====== STORED DATA ======

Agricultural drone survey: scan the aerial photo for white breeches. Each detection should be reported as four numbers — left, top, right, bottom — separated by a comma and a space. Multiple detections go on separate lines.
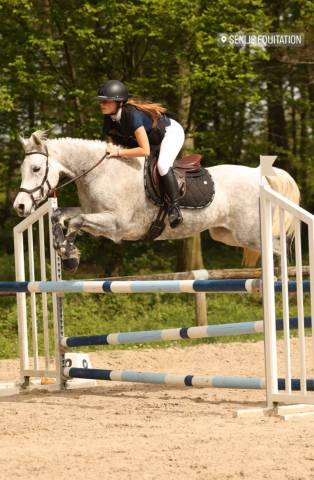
157, 118, 184, 176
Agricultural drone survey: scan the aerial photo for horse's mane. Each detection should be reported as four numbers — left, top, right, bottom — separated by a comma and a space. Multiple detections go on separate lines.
47, 137, 106, 144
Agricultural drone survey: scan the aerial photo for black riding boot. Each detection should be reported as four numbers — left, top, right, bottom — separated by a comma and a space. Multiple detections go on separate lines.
161, 168, 183, 228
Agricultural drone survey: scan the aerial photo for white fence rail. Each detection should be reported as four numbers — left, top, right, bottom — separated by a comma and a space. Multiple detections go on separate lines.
260, 184, 314, 406
14, 198, 63, 385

======

# [WHAT TO PRODUCE]
Leave the images out, please, and restate each line word for word.

# [RESULT BELOW]
Agricultural drone survey: scan the aerial photo for white breeches. Each detection should be reported as four numbers — left, top, right, bottom — separated by a comma and a space. Multiple detections go on separate lines.
157, 118, 184, 176
Agricultural drone survey: scan the aerial photo for horse's mane. Each detection should be reported as four numbers — left, top, right, bottom — separated by a comma and a space. Multiple detections go on separate lines.
47, 137, 106, 144
Agricultural drone survey: scan the aerial photo for black riding boot. Each detection should be reported as four numbers — left, top, right, bottom — separated by a comma and a space. Multiple detections go on separate lines.
161, 168, 183, 228
Agricultural drone survey: scan the aerial photo for white fence rail. Each detection should be reported as four numbers — left, top, right, bottom — separated by a comma and a space. Multiple detections go on separate lines.
260, 184, 314, 406
14, 198, 63, 385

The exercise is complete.